* [ASSIGNMENT]: Every line in the data below that includes "outcrop" belongs in the answer, copied as it stands.

[Stored data entries]
--------
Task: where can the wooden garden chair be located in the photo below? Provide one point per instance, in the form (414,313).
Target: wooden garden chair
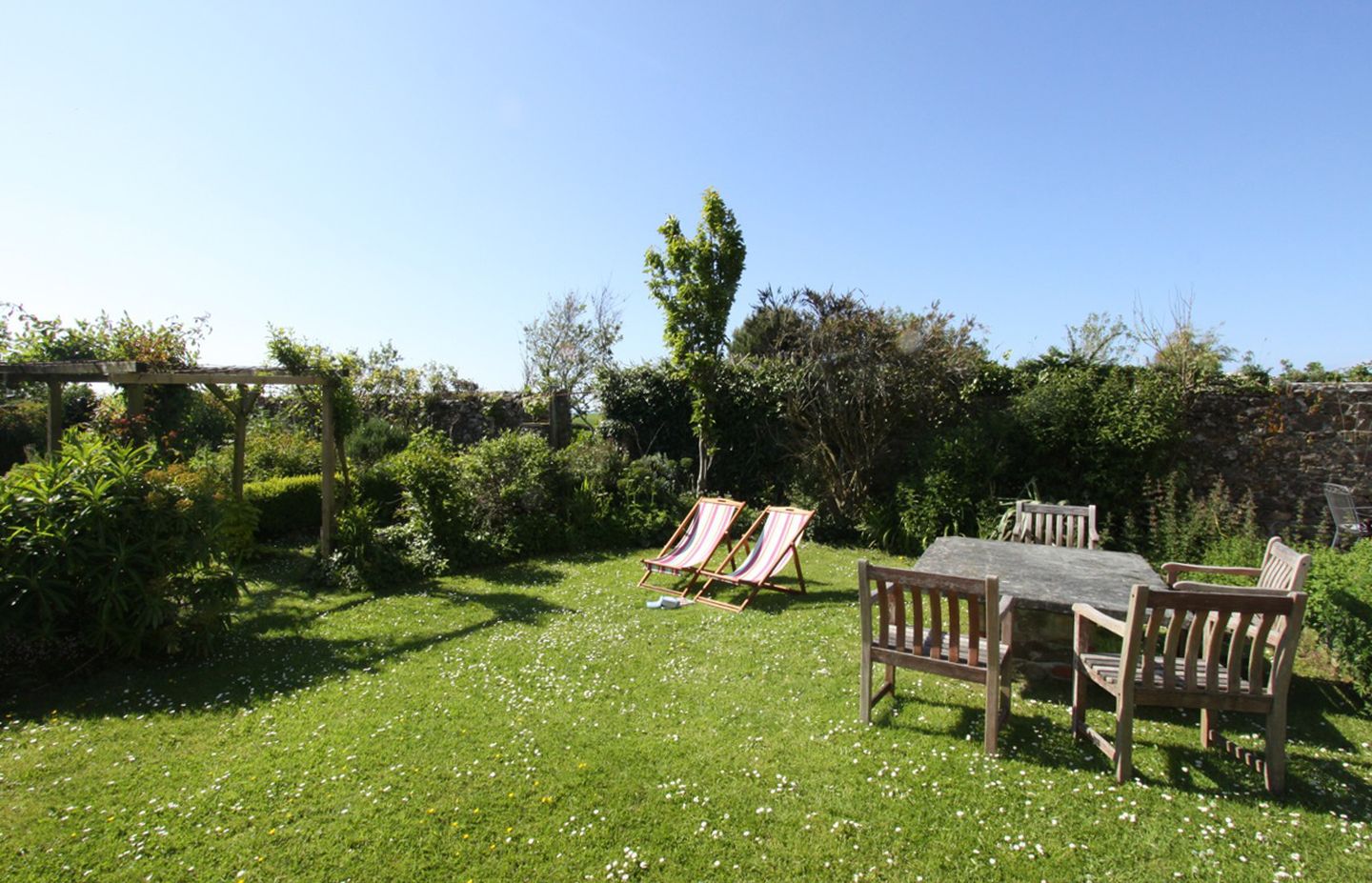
(695,542)
(1051,524)
(1203,651)
(910,633)
(781,530)
(1283,570)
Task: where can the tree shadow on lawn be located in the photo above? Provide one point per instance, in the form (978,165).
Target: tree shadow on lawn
(817,593)
(1047,741)
(1044,741)
(254,665)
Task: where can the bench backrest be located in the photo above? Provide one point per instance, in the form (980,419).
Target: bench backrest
(1283,568)
(1215,643)
(1051,524)
(943,618)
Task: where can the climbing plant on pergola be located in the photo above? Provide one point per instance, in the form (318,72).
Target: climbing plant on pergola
(133,377)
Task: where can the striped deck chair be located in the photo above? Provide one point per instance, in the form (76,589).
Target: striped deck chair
(693,543)
(781,531)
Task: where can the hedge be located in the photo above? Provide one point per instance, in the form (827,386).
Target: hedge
(286,506)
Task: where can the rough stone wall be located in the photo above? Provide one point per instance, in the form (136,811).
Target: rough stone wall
(1283,445)
(468,417)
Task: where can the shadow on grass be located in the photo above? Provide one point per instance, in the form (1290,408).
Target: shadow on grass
(817,593)
(254,665)
(1029,736)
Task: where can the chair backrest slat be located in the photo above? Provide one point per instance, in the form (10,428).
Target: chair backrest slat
(898,617)
(936,623)
(1169,652)
(954,628)
(1050,524)
(1238,636)
(1150,645)
(1257,683)
(975,630)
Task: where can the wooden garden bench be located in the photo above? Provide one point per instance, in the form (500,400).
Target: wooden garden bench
(1053,524)
(911,609)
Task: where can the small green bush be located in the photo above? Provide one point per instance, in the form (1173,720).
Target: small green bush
(1341,609)
(108,546)
(287,506)
(373,440)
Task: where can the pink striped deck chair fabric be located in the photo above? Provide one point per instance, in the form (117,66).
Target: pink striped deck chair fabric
(693,543)
(781,531)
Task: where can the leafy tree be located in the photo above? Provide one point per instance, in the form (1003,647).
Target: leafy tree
(567,346)
(695,281)
(1100,339)
(1190,356)
(870,387)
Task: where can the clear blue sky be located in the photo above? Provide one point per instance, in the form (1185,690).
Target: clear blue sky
(433,173)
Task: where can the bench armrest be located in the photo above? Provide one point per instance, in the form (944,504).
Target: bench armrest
(1109,623)
(1173,568)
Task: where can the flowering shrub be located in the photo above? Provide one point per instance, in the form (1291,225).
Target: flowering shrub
(108,546)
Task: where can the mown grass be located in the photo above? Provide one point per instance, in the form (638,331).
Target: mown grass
(538,723)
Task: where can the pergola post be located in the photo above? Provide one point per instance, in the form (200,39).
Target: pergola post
(53,415)
(242,409)
(327,477)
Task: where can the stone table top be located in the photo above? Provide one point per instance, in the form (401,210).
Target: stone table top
(1044,577)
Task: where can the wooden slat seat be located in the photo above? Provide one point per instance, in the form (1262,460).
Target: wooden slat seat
(935,646)
(950,626)
(1216,649)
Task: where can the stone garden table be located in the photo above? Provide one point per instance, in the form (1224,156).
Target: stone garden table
(1044,577)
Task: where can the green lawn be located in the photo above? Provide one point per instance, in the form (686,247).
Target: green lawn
(538,723)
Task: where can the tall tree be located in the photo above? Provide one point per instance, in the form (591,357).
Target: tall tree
(695,281)
(570,343)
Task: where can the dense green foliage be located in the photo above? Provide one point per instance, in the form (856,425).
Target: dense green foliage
(109,546)
(289,506)
(1341,609)
(514,495)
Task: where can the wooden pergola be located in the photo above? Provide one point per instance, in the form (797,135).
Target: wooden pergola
(136,376)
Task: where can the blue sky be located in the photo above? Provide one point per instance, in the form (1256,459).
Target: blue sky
(433,173)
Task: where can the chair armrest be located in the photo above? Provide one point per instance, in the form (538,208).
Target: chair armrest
(1191,586)
(1109,623)
(1173,568)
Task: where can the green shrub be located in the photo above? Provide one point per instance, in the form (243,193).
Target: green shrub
(24,424)
(106,546)
(374,439)
(514,487)
(433,495)
(1184,527)
(1341,609)
(287,508)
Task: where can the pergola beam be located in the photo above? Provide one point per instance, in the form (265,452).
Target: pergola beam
(134,376)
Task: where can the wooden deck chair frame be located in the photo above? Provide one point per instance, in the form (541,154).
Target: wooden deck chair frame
(789,550)
(655,565)
(1056,524)
(1200,665)
(913,635)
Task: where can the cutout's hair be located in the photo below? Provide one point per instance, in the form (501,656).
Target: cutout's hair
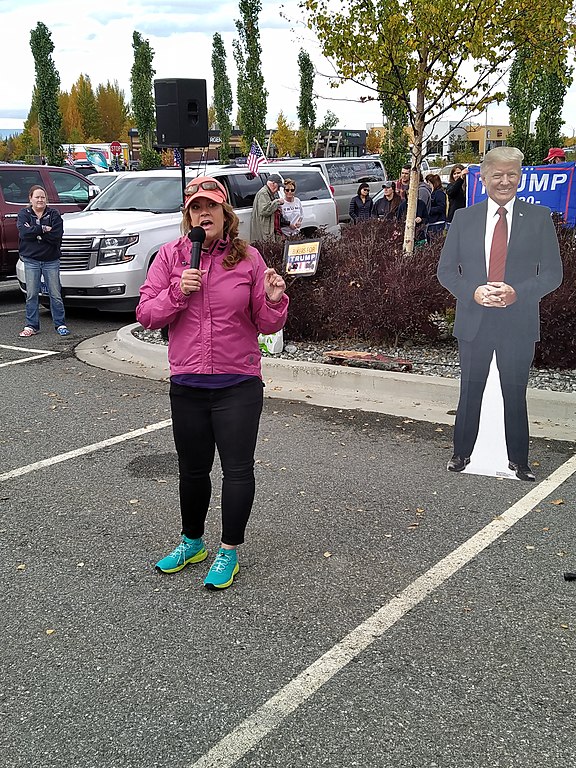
(501,155)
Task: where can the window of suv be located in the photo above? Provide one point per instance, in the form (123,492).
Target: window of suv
(16,184)
(354,172)
(139,193)
(242,188)
(309,186)
(70,188)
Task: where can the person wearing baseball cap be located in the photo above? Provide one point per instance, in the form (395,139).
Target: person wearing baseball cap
(264,221)
(555,155)
(214,314)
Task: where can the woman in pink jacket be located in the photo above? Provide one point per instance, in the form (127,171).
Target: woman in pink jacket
(214,314)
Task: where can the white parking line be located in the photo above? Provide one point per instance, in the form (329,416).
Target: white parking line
(273,712)
(83,451)
(37,354)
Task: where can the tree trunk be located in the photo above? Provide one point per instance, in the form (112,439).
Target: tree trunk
(415,162)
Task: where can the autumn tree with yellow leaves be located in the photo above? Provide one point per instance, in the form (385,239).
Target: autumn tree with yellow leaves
(432,58)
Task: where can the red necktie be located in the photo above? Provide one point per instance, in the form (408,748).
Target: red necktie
(498,249)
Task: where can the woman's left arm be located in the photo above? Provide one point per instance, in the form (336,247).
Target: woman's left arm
(54,234)
(269,300)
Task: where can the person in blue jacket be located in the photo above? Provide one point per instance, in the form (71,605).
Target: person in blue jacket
(40,231)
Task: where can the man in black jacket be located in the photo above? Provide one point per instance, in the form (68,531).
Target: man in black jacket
(40,230)
(500,258)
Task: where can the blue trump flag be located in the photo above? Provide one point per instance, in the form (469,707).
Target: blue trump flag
(550,185)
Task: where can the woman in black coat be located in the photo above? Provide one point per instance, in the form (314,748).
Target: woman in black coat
(437,220)
(361,205)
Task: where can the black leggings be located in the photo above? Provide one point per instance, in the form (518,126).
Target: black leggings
(203,419)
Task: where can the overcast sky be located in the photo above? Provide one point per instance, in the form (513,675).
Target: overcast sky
(96,39)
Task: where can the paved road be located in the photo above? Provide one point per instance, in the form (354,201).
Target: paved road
(387,614)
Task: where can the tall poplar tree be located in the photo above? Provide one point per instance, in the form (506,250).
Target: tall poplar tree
(247,53)
(528,92)
(83,94)
(521,101)
(306,104)
(433,58)
(223,101)
(143,100)
(113,111)
(47,92)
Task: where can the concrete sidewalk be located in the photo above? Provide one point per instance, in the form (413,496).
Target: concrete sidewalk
(423,398)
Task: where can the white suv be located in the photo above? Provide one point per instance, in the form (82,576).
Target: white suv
(108,248)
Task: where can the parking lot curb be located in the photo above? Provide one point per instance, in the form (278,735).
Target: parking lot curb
(407,395)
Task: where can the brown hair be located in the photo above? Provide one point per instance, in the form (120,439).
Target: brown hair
(454,167)
(238,247)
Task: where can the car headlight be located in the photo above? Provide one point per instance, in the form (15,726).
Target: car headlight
(113,249)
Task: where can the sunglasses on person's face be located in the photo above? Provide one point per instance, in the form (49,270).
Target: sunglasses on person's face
(207,186)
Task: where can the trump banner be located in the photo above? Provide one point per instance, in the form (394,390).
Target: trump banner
(550,185)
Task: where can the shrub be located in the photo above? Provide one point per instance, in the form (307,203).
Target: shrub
(557,347)
(365,288)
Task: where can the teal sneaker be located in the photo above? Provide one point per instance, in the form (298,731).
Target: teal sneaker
(188,551)
(223,569)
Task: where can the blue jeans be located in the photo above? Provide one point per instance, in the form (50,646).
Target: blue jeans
(50,270)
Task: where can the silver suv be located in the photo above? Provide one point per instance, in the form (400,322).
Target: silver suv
(108,248)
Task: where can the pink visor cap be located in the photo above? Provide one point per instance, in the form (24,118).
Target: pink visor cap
(205,186)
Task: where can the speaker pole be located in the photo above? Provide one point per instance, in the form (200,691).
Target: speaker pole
(183,171)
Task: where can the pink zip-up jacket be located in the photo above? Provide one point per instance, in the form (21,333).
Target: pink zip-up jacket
(215,329)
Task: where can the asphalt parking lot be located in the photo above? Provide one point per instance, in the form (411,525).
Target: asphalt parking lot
(387,613)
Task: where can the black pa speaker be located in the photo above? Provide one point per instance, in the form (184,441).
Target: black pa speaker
(181,113)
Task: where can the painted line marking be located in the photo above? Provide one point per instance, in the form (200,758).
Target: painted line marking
(43,463)
(229,750)
(37,354)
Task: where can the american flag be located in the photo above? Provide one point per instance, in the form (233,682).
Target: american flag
(255,157)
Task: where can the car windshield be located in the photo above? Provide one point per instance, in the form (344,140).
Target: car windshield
(141,193)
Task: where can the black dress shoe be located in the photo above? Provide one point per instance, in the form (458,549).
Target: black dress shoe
(457,463)
(522,471)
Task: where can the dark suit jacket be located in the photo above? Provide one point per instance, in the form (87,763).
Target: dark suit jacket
(533,268)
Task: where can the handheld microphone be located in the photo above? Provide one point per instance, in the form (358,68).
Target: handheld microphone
(197,235)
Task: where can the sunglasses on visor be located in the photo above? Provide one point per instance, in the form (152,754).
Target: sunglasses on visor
(207,186)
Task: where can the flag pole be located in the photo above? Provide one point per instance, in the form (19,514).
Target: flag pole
(255,140)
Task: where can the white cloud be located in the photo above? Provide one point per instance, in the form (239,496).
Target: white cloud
(97,40)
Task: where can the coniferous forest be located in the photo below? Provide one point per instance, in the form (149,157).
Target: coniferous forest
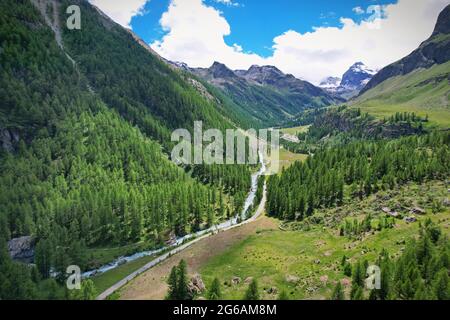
(87,178)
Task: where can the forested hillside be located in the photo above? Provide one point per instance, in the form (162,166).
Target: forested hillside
(265,95)
(417,83)
(82,156)
(361,167)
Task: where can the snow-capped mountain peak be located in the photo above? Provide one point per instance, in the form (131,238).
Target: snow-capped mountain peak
(330,84)
(353,81)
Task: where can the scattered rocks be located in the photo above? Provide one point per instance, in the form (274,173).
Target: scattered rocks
(346,282)
(236,280)
(390,212)
(248,280)
(196,285)
(292,279)
(328,253)
(410,219)
(22,248)
(418,210)
(8,138)
(446,202)
(272,290)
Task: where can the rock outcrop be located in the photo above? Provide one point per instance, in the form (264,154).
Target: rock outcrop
--------
* [RESULT OF THE TASK]:
Task: where can the rock outcrop be located in the photo above? Provide one point per instance, in the form (264,154).
Target: rock outcrop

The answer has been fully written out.